▸ **TASK MATERIAL**
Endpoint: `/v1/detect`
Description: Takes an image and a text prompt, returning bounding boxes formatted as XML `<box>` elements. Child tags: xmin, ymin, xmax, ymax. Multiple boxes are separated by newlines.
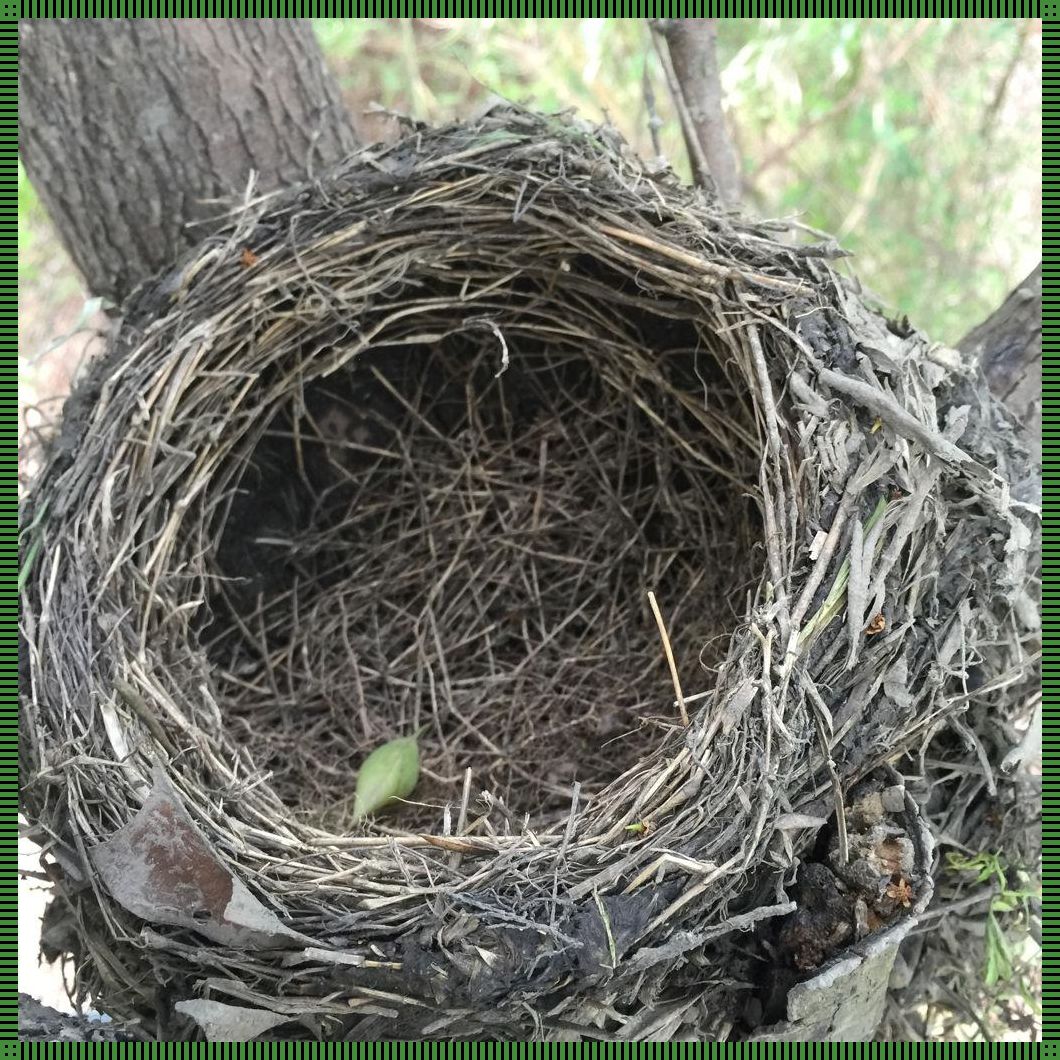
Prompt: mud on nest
<box><xmin>20</xmin><ymin>109</ymin><xmax>1035</xmax><ymax>1040</ymax></box>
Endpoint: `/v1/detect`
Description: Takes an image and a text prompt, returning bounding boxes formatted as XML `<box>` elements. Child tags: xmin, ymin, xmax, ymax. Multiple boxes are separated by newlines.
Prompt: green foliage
<box><xmin>946</xmin><ymin>850</ymin><xmax>1039</xmax><ymax>990</ymax></box>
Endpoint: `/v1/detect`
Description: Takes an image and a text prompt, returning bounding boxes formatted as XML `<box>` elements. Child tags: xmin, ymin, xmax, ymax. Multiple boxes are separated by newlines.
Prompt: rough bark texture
<box><xmin>654</xmin><ymin>19</ymin><xmax>741</xmax><ymax>204</ymax></box>
<box><xmin>958</xmin><ymin>262</ymin><xmax>1042</xmax><ymax>458</ymax></box>
<box><xmin>19</xmin><ymin>19</ymin><xmax>359</xmax><ymax>306</ymax></box>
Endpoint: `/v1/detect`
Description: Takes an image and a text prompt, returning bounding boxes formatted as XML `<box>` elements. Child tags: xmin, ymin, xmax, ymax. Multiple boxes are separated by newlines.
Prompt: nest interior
<box><xmin>209</xmin><ymin>272</ymin><xmax>761</xmax><ymax>831</ymax></box>
<box><xmin>21</xmin><ymin>110</ymin><xmax>1038</xmax><ymax>1041</ymax></box>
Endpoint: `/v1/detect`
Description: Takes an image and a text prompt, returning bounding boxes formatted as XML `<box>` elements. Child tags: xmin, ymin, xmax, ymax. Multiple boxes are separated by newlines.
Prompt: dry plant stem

▸ **TASK GOAL**
Give every record again exactly, apart from the pictures, which stay out.

▸ **TASK SOLUTION**
Endpoint: `/v1/detect`
Description: Takes an image and a text prompt, returning bounding boxes formatted as XML `<box>` elements. Child tags: xmin, ymin, xmax, ymax. Multiple boxes are separated by newlines.
Prompt: mud on nest
<box><xmin>20</xmin><ymin>109</ymin><xmax>1035</xmax><ymax>1040</ymax></box>
Endpoint: `/v1/detect`
Description: Takes an image and a text prompt, returning bounding boxes formatted as XML `<box>` elements. Child tags: xmin, ymin, xmax, ymax. Multiple boxes are separated by newlines.
Prompt: green foliage
<box><xmin>946</xmin><ymin>850</ymin><xmax>1039</xmax><ymax>990</ymax></box>
Endpoint: `/v1/detect`
Description: Takes an image and a text prompt, returning bounding boxes formatted as XML `<box>` elements. Child tags: xmin, ymin, xmax, ymax. Multiple boxes are separated by newlines.
Prompt: rough bark texture
<box><xmin>654</xmin><ymin>19</ymin><xmax>741</xmax><ymax>204</ymax></box>
<box><xmin>958</xmin><ymin>262</ymin><xmax>1042</xmax><ymax>458</ymax></box>
<box><xmin>19</xmin><ymin>19</ymin><xmax>359</xmax><ymax>306</ymax></box>
Endpoint: `/v1/detect`
Description: Takes an image and a text prompt, returning bounding boxes formatted as XML `<box>` elements. Child tags: xmin, ymin, xmax, ymax. Multiple boxes are separated by newlines.
Prompt: nest interior
<box><xmin>209</xmin><ymin>272</ymin><xmax>761</xmax><ymax>831</ymax></box>
<box><xmin>21</xmin><ymin>110</ymin><xmax>1038</xmax><ymax>1041</ymax></box>
Endpoint: `/v1/detect`
Description: Takes an image and a text prompt, returning bounding boxes formatted as XML `<box>` elements. Child tags: xmin, ymin, xmax, ymax. Multiple boxes are separated by newlines.
Prompt: dry plant stem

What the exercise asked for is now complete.